TO BE DONE => Your task is to write out the lines from the line containing "Locate every instance of the stone" through the last line of the material, exactly.

Excerpts of pointing data

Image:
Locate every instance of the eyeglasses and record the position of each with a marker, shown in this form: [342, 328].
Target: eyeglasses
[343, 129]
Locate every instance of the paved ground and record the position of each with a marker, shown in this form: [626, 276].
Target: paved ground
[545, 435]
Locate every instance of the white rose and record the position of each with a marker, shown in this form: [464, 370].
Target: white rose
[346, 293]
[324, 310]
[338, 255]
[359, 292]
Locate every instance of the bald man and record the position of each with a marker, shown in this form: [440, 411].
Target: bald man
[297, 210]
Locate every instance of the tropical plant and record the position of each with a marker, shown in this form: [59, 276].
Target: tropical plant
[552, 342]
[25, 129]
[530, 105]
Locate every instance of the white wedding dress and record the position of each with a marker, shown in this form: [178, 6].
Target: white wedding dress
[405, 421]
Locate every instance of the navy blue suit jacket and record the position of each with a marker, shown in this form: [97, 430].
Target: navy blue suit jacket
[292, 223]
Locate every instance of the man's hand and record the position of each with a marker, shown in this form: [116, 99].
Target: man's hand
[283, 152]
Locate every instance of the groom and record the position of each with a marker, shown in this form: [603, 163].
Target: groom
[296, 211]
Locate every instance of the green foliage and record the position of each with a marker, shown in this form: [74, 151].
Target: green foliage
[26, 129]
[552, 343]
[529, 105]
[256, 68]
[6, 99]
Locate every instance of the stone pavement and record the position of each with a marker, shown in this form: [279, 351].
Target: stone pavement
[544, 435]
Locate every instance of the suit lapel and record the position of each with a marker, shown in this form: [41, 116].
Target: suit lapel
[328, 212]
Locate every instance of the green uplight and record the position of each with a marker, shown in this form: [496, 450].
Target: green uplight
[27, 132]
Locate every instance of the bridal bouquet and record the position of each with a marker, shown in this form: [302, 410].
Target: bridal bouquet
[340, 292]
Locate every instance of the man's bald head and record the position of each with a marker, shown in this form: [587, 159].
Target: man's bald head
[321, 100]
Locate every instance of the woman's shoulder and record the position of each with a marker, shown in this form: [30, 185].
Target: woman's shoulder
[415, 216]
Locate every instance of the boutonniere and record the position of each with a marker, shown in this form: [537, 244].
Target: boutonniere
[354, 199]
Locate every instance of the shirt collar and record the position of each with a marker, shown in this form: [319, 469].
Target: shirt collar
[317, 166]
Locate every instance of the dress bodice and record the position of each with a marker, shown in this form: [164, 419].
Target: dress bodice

TASK RESPONSE =>
Locate every instance of the stone pavement and record the position of each with a marker, shown in this form: [279, 351].
Target: stone pavement
[544, 435]
Locate every instance of the suit lapel and record the position of each with a marker, shown in this form: [41, 116].
Target: suit lapel
[328, 212]
Locate every instance of the green uplight and record the position of each with a marker, shown in this form: [496, 450].
Target: green uplight
[27, 132]
Locate every instance of the bridal bouquet and record the position of each with a marker, shown in this form: [302, 410].
Target: bridal bouquet
[340, 292]
Locate every instance of the man's bald head and record the position of each with a marker, shown in this form: [587, 159].
Target: man's bald head
[321, 100]
Locate every instance of the woman's shoulder and record the position of each with a marker, shown in this form: [30, 185].
Target: woman's shoulder
[415, 216]
Locate every instance of the boutonniere and record the position of each with a marker, shown in this form: [537, 244].
Target: boutonniere
[354, 199]
Locate every instance of the shirt collar and record the position of each with a marker, shown in this form: [319, 469].
Target: shirt collar
[317, 166]
Locate every instance of the dress bodice and record the position of each with a marker, shown in this form: [164, 419].
Target: dress bodice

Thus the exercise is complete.